*Set problem A:* Pull from the rows below, which follow the Beamer source, each line that contains the string "food", and copy every such line in full. Treat the match as case-sensitive.

*Text shown:*
\documentclass{beamer}

\usetheme{Madrid}
\title[Bare Bones Beamer]{A Bare Bones Beamer Presentation}
\subtitle{A Demonstration for a Simple Talk}

\author[ERS]{Edward Scheinerman}
\institute[JHU]{Johns Hopkins University}

\date{January 1, 2009}

\begin{document}

\begin{frame}
  \titlepage
\end{frame}


\begin{frame}
  \frametitle{Core ideas}
  \begin{definition}
    An integer $n$ is called \alert{even} provided $n=2a$ where $a$ is
    an integer.
  \end{definition}

  \bigbreak
  \pause

  \begin{block}{Example}
    $20$ is even because $20 = 2 \times 10$ and $10$ is an integer.
  \end{block}
  \bigbreak
  \pause
  More examples: $0$, $-12$, $100$.

  \pause
  Nonexamples: $1$, $-3$, $\sqrt{2}$, $\pi$
\end{frame}

\begin{frame}
  \frametitle{Our main result}
  \begin{theorem}
    The sum of two even integers is even.
  \end{theorem}

  \pause

  \begin{proof}
    Suppose $n$ and $m$ are even. Then there exist integers $a$ and
    $b$ such that $n=2a$ and $m=2b$.

    Therefore
    $$
    n+m = 2a + 2b = 2(a+b) 
    $$
    and since $a+b$ is an integer, $n+m$ is even.
  \end{proof}
\end{frame}

\begin{frame}
  \Huge
  \begin{center}
    Questions?
  \end{center}
\end{frame}


\end{document}

*Set problem B:*
Answer these questions using the Beamer source above:
(i) Which theme does the presentation use?
(ii) What date is given for the presentation?
(iii) Which three numbers are listed after "More examples:"?

[Extracted rows]
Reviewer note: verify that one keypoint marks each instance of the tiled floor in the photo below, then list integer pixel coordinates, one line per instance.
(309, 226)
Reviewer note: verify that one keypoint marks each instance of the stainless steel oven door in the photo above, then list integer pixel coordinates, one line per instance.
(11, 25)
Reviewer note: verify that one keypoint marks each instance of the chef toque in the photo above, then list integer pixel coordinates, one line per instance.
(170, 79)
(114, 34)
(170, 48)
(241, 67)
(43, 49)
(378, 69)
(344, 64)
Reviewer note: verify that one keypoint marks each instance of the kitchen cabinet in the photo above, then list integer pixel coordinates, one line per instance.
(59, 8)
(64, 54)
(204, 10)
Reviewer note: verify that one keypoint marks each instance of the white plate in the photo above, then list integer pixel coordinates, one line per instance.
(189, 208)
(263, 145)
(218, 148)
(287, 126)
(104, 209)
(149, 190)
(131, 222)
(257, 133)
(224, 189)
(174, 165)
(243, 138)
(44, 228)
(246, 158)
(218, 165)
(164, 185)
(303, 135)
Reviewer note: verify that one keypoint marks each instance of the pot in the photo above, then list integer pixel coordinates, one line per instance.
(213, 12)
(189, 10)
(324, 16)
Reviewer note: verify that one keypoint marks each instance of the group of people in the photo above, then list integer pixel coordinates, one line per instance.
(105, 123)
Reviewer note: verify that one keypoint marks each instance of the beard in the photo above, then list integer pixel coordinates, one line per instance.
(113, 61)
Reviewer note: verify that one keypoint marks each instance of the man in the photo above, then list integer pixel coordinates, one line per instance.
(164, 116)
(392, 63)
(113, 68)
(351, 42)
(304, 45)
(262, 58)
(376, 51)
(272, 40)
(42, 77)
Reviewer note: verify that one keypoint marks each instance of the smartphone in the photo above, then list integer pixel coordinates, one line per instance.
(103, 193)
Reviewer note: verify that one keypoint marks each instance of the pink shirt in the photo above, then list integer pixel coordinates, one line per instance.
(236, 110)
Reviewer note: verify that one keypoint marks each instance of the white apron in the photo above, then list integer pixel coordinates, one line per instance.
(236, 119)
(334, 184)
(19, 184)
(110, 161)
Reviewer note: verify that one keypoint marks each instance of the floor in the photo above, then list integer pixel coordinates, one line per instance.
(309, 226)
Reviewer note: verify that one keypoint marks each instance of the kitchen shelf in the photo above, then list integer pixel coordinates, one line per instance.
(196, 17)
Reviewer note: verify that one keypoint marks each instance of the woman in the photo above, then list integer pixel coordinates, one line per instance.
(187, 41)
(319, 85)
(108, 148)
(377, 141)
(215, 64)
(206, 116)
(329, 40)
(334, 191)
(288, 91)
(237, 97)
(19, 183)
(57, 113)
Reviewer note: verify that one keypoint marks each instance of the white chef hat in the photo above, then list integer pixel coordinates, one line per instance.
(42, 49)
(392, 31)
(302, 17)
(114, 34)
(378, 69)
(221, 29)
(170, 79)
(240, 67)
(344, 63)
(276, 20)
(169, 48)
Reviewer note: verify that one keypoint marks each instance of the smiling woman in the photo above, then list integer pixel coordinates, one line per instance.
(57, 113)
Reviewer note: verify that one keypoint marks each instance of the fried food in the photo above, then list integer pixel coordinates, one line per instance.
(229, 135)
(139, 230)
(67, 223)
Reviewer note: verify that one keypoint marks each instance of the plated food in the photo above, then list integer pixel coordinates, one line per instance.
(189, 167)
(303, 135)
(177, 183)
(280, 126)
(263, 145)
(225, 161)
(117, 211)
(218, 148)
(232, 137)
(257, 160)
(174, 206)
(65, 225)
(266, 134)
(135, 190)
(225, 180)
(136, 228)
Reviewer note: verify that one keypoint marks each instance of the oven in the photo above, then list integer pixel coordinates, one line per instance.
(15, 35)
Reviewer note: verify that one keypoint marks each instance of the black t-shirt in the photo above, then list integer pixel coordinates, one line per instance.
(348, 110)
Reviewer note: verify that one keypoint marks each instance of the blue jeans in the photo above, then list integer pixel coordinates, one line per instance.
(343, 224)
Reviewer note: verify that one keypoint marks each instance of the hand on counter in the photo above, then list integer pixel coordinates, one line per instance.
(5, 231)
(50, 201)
...
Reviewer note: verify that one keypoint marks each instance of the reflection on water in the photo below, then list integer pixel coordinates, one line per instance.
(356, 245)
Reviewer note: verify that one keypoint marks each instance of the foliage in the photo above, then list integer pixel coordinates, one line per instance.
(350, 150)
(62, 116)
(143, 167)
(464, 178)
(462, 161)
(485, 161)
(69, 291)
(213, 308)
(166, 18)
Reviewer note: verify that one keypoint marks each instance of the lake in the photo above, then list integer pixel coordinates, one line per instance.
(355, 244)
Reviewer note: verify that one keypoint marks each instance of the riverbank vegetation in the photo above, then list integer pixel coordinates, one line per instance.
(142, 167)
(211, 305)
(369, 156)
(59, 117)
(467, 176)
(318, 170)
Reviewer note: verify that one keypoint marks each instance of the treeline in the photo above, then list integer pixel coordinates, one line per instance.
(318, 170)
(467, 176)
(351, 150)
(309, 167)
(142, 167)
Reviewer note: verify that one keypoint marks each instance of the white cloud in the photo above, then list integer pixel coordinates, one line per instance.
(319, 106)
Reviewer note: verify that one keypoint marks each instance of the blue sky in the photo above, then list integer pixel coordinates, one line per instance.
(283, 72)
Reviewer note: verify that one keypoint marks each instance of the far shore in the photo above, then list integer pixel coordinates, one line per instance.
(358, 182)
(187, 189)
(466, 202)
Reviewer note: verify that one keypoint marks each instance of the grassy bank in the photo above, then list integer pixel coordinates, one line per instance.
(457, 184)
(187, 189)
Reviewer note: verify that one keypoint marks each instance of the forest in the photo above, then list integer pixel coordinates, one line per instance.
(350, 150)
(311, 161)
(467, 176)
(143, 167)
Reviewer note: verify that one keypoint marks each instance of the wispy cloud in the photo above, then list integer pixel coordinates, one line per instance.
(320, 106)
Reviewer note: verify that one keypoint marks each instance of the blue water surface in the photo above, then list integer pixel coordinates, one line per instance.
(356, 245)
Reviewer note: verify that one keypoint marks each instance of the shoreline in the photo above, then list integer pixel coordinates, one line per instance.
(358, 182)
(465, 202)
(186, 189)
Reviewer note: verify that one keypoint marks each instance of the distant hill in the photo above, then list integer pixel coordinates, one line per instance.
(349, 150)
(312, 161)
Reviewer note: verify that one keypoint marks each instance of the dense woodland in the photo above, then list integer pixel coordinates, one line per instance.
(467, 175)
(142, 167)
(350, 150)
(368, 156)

*Problem solution A:*
Reviewer note: verify that one keypoint marks each instance of the fried food in the photo above, then list integer pixel coordinates, one line per instance.
Reviewer note: verify that one keypoint marks each instance of the plated food in the photo above, then list integer pixel coordinates, one line per instance.

*Problem solution B:*
(i) Madrid
(ii) January 1, 2009
(iii) 0, -12, 100